>>>

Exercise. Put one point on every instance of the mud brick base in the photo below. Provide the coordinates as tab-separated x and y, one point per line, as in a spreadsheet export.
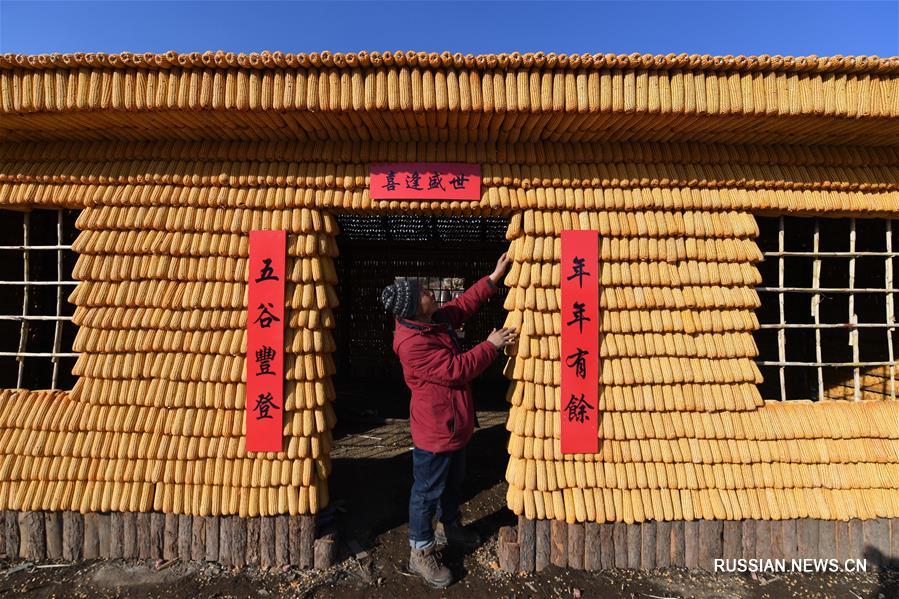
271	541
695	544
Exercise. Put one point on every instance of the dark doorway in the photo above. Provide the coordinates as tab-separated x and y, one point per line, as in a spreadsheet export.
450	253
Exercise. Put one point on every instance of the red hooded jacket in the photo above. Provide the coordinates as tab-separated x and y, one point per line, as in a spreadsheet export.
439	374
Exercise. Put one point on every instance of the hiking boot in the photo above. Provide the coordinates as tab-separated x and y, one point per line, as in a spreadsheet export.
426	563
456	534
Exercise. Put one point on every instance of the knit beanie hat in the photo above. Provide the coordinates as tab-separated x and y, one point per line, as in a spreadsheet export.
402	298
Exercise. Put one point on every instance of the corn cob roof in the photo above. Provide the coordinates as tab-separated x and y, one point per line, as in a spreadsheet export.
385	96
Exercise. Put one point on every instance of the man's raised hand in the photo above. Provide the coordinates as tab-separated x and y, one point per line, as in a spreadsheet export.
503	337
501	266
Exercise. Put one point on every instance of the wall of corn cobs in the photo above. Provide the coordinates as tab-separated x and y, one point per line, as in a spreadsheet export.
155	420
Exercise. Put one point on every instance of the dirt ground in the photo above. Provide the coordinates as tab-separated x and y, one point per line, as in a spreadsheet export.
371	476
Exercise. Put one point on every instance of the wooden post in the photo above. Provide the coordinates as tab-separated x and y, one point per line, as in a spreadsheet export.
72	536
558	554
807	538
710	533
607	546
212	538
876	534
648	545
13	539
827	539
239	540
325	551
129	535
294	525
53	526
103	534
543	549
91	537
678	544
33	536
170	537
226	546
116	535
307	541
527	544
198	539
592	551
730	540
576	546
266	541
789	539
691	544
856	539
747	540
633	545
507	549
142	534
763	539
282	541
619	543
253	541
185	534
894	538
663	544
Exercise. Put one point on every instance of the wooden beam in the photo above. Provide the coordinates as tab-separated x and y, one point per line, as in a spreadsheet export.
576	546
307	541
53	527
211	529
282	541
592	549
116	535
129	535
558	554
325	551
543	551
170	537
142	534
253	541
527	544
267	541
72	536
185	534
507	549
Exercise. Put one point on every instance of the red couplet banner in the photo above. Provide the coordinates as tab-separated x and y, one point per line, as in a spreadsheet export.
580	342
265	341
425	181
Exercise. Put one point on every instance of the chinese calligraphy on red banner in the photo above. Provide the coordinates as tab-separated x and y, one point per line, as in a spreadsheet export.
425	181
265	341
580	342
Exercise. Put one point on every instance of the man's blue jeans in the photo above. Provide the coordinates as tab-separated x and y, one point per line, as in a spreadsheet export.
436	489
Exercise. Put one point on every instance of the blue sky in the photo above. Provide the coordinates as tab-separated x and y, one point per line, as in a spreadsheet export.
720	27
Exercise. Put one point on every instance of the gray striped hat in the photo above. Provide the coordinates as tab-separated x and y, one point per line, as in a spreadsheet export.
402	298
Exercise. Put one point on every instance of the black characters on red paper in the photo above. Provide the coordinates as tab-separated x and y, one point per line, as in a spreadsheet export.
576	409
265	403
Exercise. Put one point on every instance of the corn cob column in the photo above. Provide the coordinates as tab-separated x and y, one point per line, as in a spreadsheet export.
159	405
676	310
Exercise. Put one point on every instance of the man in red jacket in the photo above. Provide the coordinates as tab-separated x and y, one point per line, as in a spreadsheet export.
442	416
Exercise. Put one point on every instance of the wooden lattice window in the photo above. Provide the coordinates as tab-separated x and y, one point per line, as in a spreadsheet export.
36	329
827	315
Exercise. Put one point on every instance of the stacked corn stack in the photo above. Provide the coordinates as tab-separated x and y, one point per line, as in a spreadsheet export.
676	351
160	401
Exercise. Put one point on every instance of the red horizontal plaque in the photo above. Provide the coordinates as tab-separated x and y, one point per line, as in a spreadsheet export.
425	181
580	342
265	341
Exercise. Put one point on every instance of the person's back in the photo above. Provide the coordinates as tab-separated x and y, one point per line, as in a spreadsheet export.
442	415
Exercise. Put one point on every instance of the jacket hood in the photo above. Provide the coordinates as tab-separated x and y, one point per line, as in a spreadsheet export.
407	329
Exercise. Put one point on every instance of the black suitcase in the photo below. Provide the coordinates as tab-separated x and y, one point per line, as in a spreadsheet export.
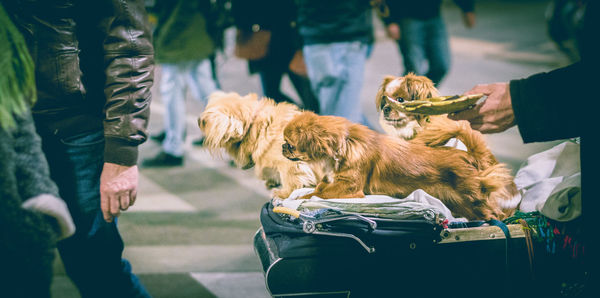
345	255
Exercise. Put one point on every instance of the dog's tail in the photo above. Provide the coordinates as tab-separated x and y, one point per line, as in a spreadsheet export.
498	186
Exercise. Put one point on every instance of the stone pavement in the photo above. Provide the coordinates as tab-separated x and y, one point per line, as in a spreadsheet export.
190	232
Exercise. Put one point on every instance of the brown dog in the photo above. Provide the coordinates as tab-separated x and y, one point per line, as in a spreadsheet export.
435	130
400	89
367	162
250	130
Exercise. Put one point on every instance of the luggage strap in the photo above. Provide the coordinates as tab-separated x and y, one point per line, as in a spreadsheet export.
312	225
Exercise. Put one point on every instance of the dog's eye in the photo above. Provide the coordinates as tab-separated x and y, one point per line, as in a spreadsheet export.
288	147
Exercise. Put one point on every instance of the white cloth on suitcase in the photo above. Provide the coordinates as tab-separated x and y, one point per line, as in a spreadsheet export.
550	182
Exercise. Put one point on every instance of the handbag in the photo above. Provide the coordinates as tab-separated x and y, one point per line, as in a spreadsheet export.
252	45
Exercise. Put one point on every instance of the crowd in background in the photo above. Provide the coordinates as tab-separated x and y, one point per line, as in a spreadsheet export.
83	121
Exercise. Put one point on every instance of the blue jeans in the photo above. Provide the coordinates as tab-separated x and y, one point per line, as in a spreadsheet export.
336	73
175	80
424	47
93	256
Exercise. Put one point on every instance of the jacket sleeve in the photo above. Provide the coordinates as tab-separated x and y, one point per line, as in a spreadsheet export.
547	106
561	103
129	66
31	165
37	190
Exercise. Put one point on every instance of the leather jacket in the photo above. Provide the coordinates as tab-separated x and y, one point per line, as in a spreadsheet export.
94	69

<<<
>>>

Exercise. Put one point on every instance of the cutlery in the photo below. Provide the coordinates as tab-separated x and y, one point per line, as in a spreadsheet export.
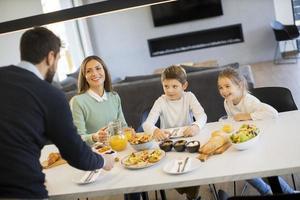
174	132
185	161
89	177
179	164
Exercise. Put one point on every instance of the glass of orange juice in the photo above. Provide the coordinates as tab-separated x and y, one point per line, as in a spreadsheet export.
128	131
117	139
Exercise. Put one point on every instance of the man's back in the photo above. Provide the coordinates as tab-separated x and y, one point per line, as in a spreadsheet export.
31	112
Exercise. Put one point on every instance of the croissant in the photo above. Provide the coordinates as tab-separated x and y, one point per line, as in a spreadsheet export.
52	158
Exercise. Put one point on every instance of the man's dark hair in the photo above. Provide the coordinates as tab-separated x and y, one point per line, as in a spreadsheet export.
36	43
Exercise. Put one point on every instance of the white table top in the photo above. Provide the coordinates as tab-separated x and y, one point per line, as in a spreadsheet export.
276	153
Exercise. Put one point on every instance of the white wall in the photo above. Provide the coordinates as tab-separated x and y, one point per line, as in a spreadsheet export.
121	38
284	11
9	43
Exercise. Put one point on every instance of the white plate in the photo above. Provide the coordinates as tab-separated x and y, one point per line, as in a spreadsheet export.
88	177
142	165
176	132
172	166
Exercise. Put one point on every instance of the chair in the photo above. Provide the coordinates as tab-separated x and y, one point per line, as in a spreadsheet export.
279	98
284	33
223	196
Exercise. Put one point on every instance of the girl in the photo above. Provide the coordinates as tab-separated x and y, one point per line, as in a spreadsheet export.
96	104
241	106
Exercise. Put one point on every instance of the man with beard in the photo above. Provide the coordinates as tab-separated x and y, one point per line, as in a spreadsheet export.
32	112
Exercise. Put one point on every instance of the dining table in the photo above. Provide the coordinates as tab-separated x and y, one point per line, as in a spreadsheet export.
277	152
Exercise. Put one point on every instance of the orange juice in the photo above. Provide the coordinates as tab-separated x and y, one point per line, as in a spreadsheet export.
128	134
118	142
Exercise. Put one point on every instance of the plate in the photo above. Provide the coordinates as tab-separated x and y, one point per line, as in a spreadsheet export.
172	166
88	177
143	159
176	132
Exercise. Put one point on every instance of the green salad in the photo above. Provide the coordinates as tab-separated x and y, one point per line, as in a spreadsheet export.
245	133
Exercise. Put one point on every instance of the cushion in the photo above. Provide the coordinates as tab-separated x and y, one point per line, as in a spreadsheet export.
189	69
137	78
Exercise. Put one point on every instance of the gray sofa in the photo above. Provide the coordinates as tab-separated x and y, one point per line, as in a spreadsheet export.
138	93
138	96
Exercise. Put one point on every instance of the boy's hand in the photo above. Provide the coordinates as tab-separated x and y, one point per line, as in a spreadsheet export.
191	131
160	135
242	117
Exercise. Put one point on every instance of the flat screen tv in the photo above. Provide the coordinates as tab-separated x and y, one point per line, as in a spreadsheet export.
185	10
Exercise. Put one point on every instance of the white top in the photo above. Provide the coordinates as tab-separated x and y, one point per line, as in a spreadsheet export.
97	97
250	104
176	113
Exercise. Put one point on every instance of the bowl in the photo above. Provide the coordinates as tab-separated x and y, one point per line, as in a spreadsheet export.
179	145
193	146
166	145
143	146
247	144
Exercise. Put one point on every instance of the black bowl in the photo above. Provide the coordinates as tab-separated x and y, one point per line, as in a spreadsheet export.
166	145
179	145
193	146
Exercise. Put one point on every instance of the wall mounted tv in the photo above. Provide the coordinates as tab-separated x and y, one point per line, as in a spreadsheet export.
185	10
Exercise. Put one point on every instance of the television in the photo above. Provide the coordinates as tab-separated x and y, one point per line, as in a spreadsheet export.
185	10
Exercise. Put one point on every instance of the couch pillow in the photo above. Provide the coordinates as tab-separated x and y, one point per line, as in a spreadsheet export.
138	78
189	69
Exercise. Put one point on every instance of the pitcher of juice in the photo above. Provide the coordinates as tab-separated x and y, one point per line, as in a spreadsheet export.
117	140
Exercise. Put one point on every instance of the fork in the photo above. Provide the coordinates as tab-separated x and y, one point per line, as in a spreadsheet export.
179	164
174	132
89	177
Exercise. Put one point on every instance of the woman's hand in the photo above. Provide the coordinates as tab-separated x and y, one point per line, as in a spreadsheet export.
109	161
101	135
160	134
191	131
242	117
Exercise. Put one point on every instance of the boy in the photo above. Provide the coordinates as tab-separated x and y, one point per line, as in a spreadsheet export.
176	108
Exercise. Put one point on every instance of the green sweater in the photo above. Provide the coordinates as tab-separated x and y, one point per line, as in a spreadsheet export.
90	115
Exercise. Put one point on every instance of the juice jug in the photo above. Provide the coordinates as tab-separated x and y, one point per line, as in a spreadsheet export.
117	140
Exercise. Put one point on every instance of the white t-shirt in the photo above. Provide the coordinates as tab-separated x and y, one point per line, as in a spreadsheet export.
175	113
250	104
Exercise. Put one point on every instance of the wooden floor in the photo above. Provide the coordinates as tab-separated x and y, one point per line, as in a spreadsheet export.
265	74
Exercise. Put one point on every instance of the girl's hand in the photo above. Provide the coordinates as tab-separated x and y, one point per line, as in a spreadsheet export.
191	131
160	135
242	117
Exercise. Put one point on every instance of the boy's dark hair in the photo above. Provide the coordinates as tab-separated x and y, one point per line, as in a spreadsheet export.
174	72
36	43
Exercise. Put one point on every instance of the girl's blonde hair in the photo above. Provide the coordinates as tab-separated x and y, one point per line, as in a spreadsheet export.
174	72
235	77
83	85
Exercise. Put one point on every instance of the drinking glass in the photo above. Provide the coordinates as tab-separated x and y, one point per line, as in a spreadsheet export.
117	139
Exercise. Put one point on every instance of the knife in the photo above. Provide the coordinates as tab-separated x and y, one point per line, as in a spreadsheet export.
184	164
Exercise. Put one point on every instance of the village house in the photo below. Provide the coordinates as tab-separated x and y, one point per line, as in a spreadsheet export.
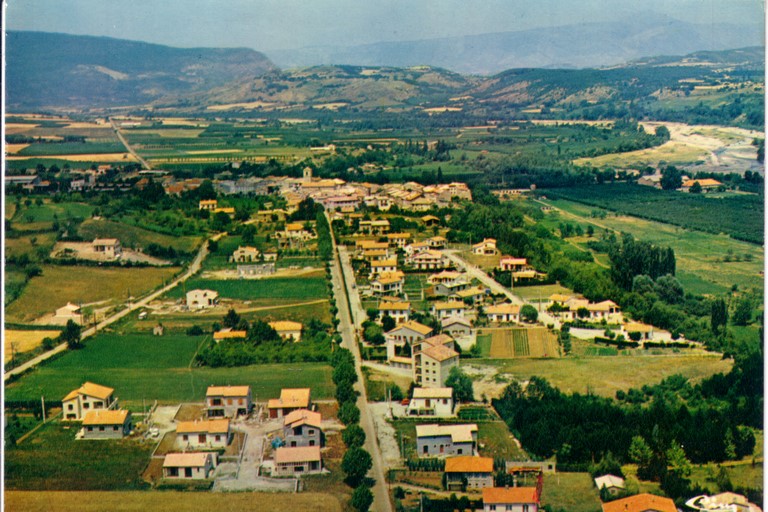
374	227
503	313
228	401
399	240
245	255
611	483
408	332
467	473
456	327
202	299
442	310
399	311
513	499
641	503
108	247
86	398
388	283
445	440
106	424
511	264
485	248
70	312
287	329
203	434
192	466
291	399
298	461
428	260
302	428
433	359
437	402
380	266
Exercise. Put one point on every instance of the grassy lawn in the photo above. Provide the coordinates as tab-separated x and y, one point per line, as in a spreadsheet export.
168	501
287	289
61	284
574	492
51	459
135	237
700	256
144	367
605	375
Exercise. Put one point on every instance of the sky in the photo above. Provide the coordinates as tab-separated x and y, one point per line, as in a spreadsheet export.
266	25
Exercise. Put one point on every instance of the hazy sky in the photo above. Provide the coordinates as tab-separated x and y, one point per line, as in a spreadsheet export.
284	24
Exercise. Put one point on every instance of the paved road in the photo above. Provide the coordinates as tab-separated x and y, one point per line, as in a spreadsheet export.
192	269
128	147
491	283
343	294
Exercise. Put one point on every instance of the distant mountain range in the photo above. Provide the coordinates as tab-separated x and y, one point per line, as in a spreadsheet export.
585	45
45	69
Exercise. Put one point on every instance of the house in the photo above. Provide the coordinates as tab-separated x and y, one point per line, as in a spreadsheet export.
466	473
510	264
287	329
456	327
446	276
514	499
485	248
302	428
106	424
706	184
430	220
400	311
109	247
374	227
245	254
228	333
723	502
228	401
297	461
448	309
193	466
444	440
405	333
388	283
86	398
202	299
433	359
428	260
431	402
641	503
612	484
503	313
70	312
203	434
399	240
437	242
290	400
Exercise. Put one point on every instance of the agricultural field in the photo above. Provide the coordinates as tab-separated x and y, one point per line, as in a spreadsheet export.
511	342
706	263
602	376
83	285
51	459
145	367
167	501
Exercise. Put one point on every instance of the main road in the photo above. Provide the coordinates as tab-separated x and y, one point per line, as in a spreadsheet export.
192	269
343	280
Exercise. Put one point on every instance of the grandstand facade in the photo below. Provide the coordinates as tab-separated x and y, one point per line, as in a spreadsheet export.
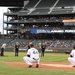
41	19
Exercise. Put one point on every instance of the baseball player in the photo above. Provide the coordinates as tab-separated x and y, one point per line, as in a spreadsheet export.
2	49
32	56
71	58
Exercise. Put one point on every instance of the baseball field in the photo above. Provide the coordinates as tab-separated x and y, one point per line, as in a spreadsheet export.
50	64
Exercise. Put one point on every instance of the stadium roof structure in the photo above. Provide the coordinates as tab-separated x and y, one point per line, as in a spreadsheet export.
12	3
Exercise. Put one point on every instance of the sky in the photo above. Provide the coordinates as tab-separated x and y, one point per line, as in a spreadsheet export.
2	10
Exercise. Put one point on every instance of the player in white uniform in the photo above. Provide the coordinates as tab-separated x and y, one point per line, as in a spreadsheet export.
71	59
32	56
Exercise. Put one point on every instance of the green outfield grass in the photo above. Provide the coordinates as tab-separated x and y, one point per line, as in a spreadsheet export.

<<<

Task goal =
All lines in the listing above from the line containing "Exercise. Put one point on every instance of the baseball player" to the line containing "Exercise. Put one point on every instance of the green outfield", inclusive, should be retyped exactly; no other lines should appear.

Exercise output =
Exercise. Put one point on every instance of the baseball player in the photo above. Provide the coordinates as tab-separated x and y, one point per line, as in a spreadsheet export.
2	49
32	56
71	58
Exercise. Put one point on every instance of the baseball field in the photo above. Provide the coordinates as tab-separated x and y, one point per line, as in a spreadsheet export.
50	64
Exercise. Put one point on every instance of the stadium roof structure in the photo above. Provide the coordinates as tab-separated x and y, one point per line, as in a spreadsheet export.
12	3
Exercise. Put one point on every instance of the sky in the photo above. Provide the coordinates as tab-separated x and y, one point per line, as in a spreadsheet export.
2	10
Exercise. Put one point on every instance of the player in white uniform in the photo above. Provide the coordinates as tab-separated x and y, one point per line, as in a spreadsheet export.
71	59
32	56
Exercise. Put one point on every instance of the green outfield grass in the photo above. Provide the coordinates as tab-separated x and y, one point per line, as in a spreadsheet export.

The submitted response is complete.